_DOCUMENT SECTION_.

------------------------------------

Skilling for a “net zero” economy has become a major discussion point with Australian industry, government, economists and non-profits. The comprehensive Jobs and Skills Australia (JSA) report, The Clean Energy Generation: workforce needs for a net zero economy (October 2023), works to define the clean energy workforce, identify critical occupations and make recommendations. The study identifies the industry workforce requirements in energy supply, energy demand, enabling clean energy workforce, carbon lifecycle, emissions-intensive sectors and transitioning sectors.

The JSA report outlines how a net zero transformation “presents an unprecedented opportunity to revitalise the Australian education and training sector”, in which “Australia can be a renewable energy superpower.” This is heady stuff.

Source: Global Australia

Three issues that need to be addressed in a net zero workforce strategy: the challenge of recruiting women; how literacy and numeracy (“foundation skills”) needs will hold us back; and structural issues in Australia’s post-secondary education system. These are not the only issues (engagement of First Nations and migrants into this workforce are also essential), but possibly the most significant barriers to be overcome.

Women in the Net Zero Workforce

Not surprisingly, almost all the 38 occupations identified in the JSA report as essential for net zero are traditionally “male” roles in engineering, transport, plumbing, electricity distribution, building, metals and machinery, agriculture, chemistry, mining and other trades. The report (p. 16) acknowledges the predominantly male characteristics of the current workforce will hold it back: “The clean energy sector cannot grow at the scale required without the participation of half of Australia’s population, but this won’t happen without addressing significant barriers that exist. Many female engineers report experiencing gender discrimination and bullying in the workplace and do not feel they have equal access to career progression opportunities, salary advancement or mentoring. The energy sector also has the third highest incidence of workplace sexual harassment, with 71% of women having experienced sexual harassment in the last 5 years.”

This is consistent with research into Australia’s vocational education and training (VET) sector. “There is no increase in the female composition of the male-dominated trade sectors over the 20 years, consistently remaining at under 2%. This continuing gender segregation is a sign that gender stereotyping of occupations remains a powerful influence on the career paths for males and females,” writes Dr Karen Struthers. “Female composition of trades in the manufacturing, automotive, electro-technology and construction industries in Australia has generally remained stagnant at under 2%…. Advocates of change have been increasing their efforts to reduce gender segregation of the trades. Yet this research indicates that action will be more effective if the low participation of women in male-dominated trades is elevated from a social issue to a social and economic problem of national significance.” (Italics are mine.)

------------------------------------

_MATERIAL_.
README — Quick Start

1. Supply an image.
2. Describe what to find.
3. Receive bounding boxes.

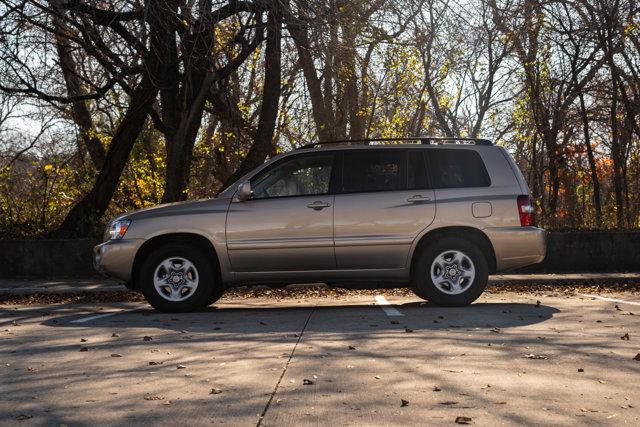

------------------------------------

_CHALLENGES_.
- a) Decide whether each statement below agrees with the net zero workforce passage, answering yes or no and quoting the words that settle it: (i) The JSA report was released in October 2023. (ii) The JSA report identifies 38 occupations as essential for net zero. (iii) The energy sector has the highest incidence of workplace sexual harassment.
- b) Write out the part of the net zero workforce passage starting at "Three issues that" and ending at "to be overcome.".
- c) According to the net zero workforce passage, at what level has the female composition of the male-dominated trade sectors remained over the 20 years?

_THE SOLUTIONS_.
- a)
(i) Yes: "The Clean Energy Generation: workforce needs for a net zero economy (October 2023)"
(ii) Yes: "almost all the 38 occupations identified in the JSA report as essential for net zero"
(iii) No: "The energy sector also has the third highest incidence of workplace sexual harassment"

- b)
Three issues that need to be addressed in a net zero workforce strategy: the challenge of recruiting women; how literacy and numeracy (“foundation skills”) needs will hold us back; and structural issues in Australia’s post-secondary education system. These are not the only issues (engagement of First Nations and migrants into this workforce are also essential), but possibly the most significant barriers to be overcome.

- c) Under 2%.